## Aim
Write out the lines from the one containing "If you could point at the pink" through the one containing "(1374, 326)", inclusive. Copy the requests and their sample points unchanged, but scale each answer point coordinate by 1.75 and round it to a whole number, with halves rounded up; omit the pictures and give nothing beyond those lines.

-- begin Record set --

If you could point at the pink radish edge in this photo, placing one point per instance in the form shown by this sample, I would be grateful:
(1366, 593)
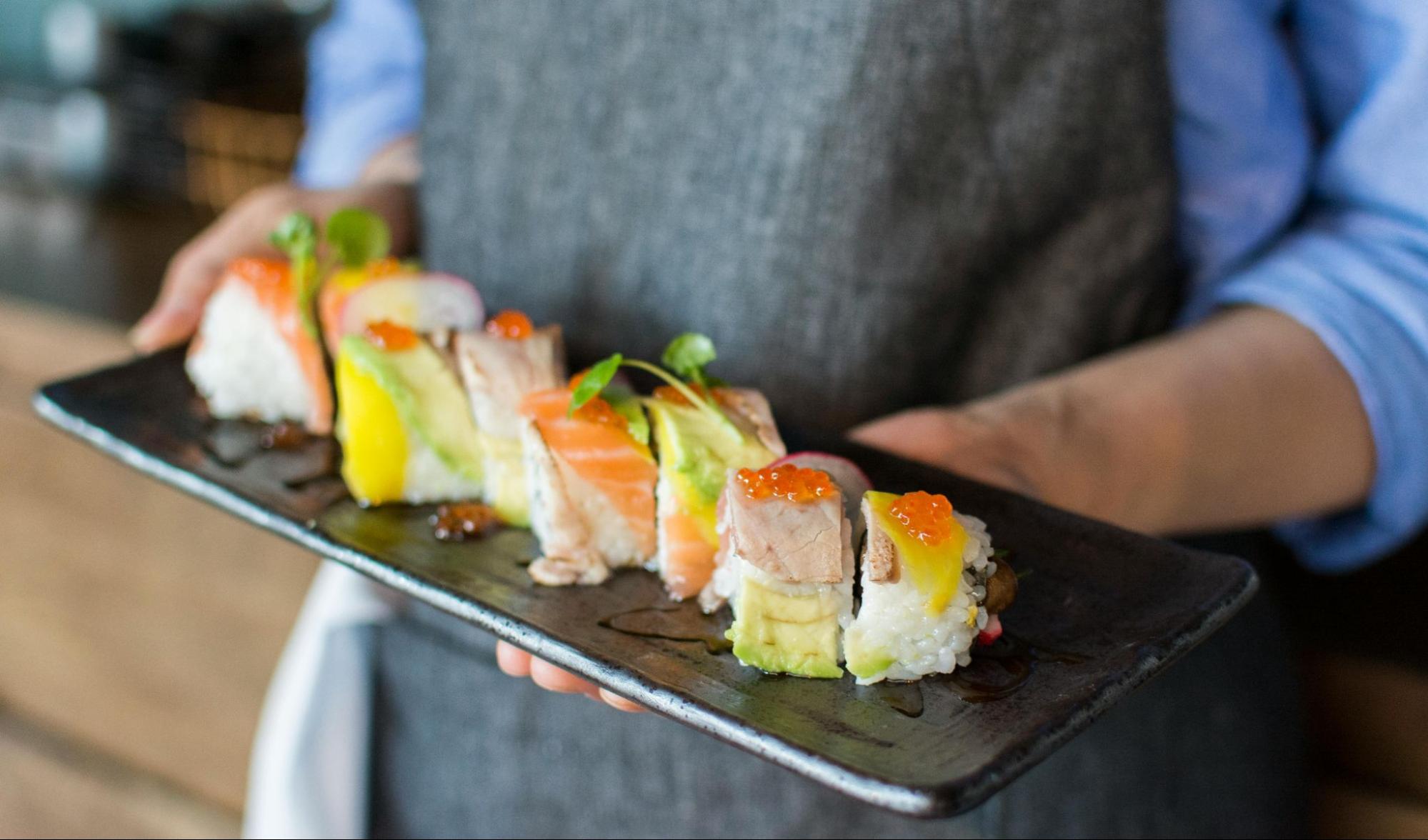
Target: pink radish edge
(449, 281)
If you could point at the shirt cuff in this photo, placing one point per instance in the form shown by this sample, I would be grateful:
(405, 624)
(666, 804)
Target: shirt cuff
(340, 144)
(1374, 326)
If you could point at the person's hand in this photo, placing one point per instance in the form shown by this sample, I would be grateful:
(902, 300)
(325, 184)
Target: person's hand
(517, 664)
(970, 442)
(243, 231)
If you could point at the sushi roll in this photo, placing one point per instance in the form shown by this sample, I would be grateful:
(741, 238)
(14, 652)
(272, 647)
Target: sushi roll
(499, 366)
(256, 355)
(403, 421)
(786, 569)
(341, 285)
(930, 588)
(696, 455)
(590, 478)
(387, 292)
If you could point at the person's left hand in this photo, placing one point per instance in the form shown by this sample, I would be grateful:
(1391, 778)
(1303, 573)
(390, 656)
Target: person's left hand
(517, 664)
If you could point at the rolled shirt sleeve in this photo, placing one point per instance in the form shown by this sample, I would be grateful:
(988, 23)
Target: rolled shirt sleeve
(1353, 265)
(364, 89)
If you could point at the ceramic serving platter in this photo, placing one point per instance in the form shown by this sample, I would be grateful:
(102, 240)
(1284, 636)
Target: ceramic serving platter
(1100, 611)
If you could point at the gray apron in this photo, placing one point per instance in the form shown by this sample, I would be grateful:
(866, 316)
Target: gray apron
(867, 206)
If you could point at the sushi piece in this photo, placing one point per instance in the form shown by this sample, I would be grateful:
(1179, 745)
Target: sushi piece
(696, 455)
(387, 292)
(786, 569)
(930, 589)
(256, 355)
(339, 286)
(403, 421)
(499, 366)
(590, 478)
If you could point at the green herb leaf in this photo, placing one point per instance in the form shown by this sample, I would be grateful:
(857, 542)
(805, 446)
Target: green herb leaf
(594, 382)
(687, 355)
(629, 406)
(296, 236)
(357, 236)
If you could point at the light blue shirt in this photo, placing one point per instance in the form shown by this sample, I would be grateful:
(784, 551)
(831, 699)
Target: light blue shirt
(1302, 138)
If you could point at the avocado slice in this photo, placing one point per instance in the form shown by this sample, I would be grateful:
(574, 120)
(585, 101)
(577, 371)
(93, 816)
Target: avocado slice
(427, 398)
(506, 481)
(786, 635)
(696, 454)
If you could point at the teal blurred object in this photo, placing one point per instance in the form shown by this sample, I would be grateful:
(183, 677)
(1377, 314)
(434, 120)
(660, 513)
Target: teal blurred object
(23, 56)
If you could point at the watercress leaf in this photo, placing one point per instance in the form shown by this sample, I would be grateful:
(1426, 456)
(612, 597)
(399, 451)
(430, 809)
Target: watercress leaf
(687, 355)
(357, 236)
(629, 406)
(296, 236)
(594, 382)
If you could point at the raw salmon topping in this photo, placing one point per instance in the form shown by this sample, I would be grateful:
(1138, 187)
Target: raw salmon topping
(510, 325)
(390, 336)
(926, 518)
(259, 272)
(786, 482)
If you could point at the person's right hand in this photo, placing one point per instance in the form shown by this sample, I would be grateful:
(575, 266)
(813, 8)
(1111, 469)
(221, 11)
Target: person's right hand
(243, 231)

-- end Record set --
-- begin Record set --

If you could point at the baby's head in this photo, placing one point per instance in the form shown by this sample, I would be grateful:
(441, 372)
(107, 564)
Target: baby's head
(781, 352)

-- end Record set --

## Finished exercise
If you could point at the pink radish edge in this photo, placing one point per instance in the form shown by this sample, I would be grateful:
(1366, 593)
Target: pink radish edge
(786, 492)
If you could point at the shirt cuff in this photo, placing one point per instance in the form shown by this sample, I would be grateful:
(405, 624)
(666, 804)
Target: shirt cuff
(595, 252)
(2405, 571)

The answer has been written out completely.